What needs to be done: When the line containing "If you could put a point on the red" appears in the listing below, set it down along with each later line through the end, exactly as written, and nothing before it.

Data:

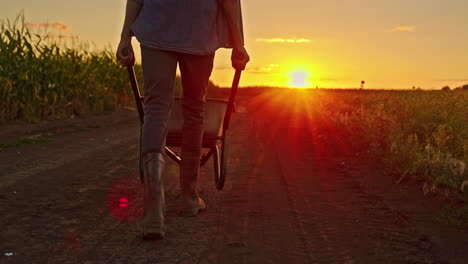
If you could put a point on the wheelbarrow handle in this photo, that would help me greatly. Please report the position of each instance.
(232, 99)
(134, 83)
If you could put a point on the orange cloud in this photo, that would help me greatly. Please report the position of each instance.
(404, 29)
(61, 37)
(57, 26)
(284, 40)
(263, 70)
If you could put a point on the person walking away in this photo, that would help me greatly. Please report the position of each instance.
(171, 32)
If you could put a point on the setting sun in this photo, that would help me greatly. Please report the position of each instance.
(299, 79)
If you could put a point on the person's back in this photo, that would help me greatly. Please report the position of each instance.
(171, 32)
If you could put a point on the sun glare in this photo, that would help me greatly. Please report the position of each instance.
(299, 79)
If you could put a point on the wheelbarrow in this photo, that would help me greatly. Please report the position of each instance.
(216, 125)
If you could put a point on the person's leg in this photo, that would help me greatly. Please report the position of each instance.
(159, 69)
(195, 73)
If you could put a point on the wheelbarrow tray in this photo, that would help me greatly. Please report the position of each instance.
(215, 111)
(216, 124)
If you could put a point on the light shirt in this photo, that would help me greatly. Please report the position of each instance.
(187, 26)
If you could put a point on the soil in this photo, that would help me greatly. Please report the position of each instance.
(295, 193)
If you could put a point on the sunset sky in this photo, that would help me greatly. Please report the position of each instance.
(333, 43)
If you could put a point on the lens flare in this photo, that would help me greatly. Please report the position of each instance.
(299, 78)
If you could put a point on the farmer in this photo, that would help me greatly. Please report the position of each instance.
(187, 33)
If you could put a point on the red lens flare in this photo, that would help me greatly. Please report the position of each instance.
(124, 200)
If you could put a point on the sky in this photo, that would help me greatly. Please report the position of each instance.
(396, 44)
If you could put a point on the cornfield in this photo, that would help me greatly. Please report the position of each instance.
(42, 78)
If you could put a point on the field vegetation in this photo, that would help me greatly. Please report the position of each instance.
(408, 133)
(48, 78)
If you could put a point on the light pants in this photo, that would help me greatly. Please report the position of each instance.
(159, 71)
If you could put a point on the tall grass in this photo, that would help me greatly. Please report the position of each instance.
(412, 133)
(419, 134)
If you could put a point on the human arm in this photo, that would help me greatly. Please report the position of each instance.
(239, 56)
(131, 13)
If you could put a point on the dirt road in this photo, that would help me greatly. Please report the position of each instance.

Solution to this exercise:
If you could put a point on the red lens flare in this photo, that would help me greatly. Please report the position of each instance.
(124, 200)
If you could put a point on the sky in this photo, that would help me greatly. Please report the position of each instance.
(396, 44)
If you could put a point on the cornfield in this photo, that would help me greatly. Please report the position of each instance.
(42, 78)
If you could put a point on the field vegetation in this photo, that would help me greatly. Please report the position of each instance.
(408, 133)
(48, 78)
If you could put a point on the light pants in this photo, that would help me greatly. Please report the position of each instance.
(159, 71)
If you could put a point on the tall grass in this photo, that would help me greatly. Please report the position of each instance.
(412, 133)
(419, 134)
If you could put a point on the human arm in this photo, that would help me greatly. Please report the position of each instance.
(239, 56)
(131, 13)
If you could put a point on the dirt road in this photo, that would help me greatly. Please report the position of each instance.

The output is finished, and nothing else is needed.